STATED EXERCISE: Print, word for word, the stretch of the records from the line containing "Class, locate every instance of the round" through the end of the records, and leave the pictures out of your answer.

Excerpts from point annotation data:
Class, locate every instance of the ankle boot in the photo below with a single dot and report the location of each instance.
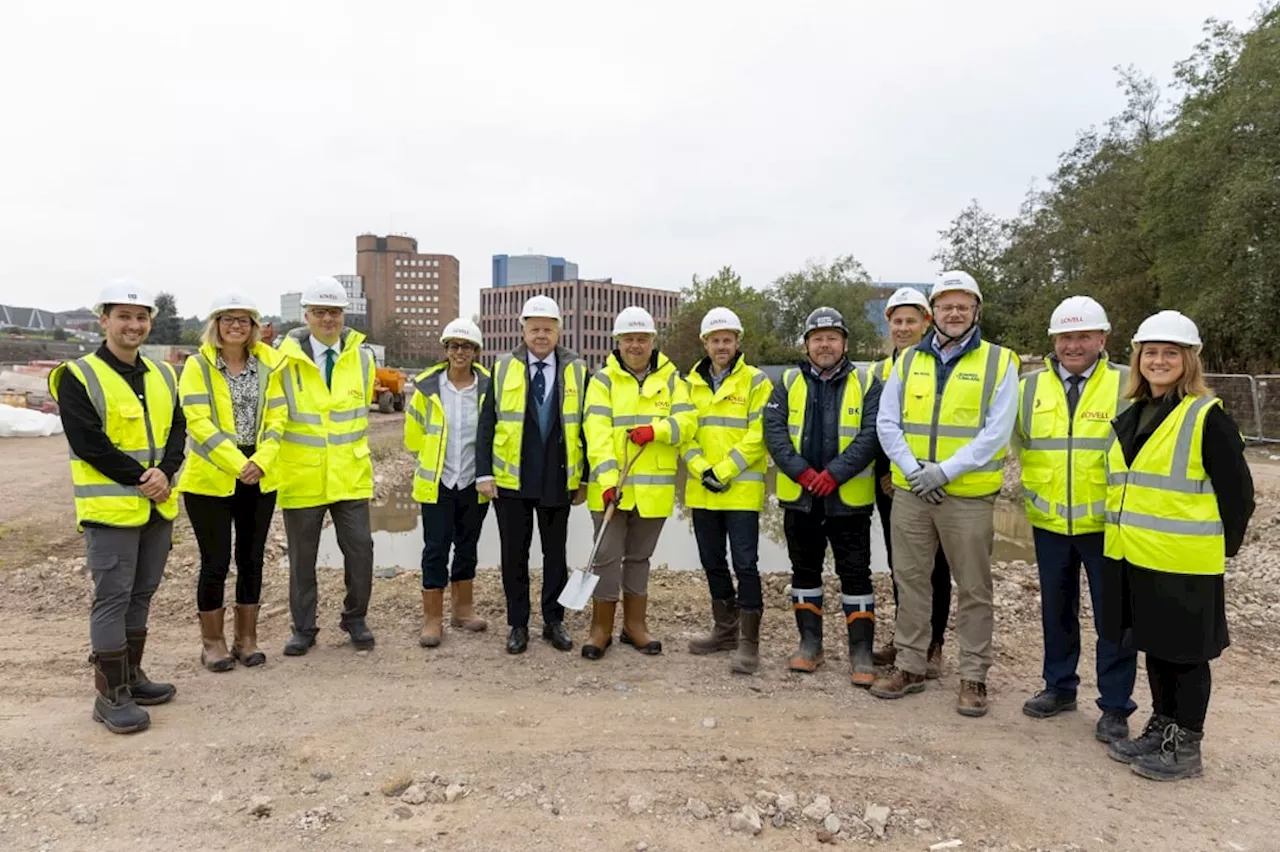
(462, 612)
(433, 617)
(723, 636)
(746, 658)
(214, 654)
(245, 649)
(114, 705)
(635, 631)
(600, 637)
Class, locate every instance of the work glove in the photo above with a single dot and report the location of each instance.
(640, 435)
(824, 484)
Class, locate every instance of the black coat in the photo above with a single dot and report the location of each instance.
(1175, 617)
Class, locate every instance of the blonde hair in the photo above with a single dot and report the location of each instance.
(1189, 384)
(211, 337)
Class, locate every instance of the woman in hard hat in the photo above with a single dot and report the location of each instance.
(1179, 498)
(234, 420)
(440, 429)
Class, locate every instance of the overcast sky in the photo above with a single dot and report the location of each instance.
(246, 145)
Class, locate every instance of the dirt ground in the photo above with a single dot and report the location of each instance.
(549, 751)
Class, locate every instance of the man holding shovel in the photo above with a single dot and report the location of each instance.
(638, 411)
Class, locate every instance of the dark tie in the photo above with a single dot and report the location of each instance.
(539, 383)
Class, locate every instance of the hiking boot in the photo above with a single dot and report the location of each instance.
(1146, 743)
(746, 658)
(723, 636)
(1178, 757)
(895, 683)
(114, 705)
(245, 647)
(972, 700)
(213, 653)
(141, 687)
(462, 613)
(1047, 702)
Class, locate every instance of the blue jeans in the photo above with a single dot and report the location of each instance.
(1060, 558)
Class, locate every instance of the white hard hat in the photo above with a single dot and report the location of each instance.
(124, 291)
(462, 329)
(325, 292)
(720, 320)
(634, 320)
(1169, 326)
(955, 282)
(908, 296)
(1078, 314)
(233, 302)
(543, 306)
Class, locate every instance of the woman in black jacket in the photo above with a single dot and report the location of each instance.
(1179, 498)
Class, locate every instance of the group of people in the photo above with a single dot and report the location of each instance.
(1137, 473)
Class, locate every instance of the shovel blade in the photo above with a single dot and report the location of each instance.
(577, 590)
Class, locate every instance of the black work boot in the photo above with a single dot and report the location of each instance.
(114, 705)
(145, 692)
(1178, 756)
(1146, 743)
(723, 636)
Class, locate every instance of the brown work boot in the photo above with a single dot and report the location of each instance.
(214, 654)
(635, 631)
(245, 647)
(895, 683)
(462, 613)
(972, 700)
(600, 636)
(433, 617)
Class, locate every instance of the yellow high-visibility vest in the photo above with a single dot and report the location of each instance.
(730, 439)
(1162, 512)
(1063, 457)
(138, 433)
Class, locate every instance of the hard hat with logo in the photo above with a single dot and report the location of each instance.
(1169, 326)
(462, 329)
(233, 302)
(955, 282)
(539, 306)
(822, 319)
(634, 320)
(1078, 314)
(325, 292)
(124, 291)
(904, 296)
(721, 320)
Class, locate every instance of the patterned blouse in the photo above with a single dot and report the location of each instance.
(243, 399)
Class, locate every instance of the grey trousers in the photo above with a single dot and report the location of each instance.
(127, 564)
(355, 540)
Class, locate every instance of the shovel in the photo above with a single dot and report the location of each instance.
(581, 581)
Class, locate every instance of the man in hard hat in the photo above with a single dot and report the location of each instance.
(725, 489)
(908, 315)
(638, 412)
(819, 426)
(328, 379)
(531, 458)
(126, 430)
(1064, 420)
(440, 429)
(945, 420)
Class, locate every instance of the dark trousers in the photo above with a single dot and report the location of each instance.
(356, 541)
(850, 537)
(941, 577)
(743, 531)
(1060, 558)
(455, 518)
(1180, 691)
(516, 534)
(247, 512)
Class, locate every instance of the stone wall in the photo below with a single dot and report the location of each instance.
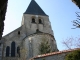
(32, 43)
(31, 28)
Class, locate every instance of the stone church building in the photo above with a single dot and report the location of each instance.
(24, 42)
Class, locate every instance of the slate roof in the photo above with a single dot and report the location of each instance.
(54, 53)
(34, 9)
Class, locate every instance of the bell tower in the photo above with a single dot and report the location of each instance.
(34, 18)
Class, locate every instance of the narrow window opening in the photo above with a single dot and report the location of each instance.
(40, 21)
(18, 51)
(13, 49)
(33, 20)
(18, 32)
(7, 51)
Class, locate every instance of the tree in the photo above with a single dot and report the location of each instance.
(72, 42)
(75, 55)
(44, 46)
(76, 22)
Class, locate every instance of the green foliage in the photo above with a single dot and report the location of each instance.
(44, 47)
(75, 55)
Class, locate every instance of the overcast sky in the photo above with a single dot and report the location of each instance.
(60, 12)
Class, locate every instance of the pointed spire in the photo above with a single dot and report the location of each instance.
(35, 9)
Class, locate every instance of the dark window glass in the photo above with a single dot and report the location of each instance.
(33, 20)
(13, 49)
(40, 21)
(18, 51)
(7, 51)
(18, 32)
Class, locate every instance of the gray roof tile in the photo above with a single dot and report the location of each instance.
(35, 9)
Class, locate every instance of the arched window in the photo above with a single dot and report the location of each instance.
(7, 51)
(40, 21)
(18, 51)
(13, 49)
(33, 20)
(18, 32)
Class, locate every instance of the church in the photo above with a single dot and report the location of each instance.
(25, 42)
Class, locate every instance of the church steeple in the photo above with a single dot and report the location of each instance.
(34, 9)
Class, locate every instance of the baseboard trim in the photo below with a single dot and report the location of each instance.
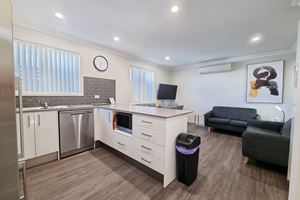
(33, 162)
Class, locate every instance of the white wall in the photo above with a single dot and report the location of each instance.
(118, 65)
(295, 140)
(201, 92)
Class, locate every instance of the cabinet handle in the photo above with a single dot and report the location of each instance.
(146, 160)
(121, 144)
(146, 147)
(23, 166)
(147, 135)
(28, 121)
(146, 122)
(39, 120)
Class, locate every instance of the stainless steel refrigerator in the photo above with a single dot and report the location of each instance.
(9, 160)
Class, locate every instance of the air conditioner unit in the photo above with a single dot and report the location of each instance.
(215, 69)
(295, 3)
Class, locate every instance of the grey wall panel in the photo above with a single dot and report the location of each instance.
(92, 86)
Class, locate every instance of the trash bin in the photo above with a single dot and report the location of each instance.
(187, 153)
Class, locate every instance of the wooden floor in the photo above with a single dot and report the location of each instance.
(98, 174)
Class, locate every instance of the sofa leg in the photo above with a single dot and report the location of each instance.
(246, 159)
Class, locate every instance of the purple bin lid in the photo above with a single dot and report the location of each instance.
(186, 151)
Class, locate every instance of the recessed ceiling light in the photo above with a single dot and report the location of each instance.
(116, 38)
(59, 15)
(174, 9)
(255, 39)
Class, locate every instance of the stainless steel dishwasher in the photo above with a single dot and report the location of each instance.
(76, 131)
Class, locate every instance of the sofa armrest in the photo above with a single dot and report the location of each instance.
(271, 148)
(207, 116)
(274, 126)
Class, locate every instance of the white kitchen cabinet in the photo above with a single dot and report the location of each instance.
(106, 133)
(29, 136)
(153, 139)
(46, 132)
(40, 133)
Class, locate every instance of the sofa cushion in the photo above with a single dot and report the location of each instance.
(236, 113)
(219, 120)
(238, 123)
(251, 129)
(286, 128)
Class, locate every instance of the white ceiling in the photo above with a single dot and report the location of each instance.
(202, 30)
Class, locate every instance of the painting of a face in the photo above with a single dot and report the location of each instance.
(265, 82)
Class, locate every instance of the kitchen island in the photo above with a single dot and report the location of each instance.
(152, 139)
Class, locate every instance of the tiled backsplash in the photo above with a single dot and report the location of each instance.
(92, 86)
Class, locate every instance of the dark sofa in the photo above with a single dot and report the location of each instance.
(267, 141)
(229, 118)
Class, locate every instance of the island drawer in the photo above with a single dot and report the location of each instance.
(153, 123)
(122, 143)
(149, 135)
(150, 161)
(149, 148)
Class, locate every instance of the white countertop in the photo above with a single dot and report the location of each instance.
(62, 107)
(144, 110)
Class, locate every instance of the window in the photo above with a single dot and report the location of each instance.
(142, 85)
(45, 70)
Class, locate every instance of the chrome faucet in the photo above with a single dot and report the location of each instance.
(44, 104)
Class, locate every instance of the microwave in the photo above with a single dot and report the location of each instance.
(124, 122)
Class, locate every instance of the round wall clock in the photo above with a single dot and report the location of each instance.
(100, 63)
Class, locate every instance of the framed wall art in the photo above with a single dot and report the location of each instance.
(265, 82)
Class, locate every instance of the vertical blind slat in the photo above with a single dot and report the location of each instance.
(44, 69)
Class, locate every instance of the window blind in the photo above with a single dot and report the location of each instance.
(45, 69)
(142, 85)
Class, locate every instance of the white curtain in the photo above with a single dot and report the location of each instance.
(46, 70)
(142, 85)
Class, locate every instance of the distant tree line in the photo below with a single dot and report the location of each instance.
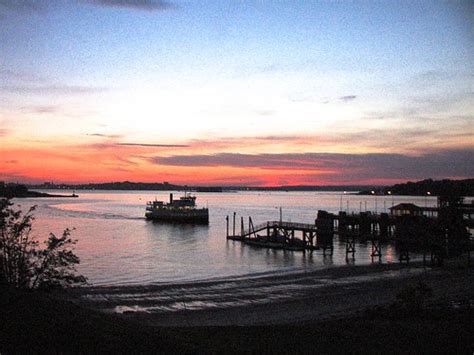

EXERCISE SOLUTION:
Class, locate every instance of the round wall clock in the photo above with a single dot and report the location of each instance.
(100, 63)
Class, locate every instance of the framed wall art in the photo above with a single dot and report the location of each instance.
(265, 82)
Class, locate every instance of the vertical blind slat in the photo above with a single dot and report the location of each instance.
(44, 69)
Class, locate every instance of the window blind in the photo above with a single dot and report the location of each instance.
(45, 69)
(142, 85)
Class, locate every instance of the white curtain in the photo above with a single dot and report the location of each instance.
(46, 70)
(142, 85)
Class, locate every instance of the distant tree line in the photo below with a single dot and report the location of each instance.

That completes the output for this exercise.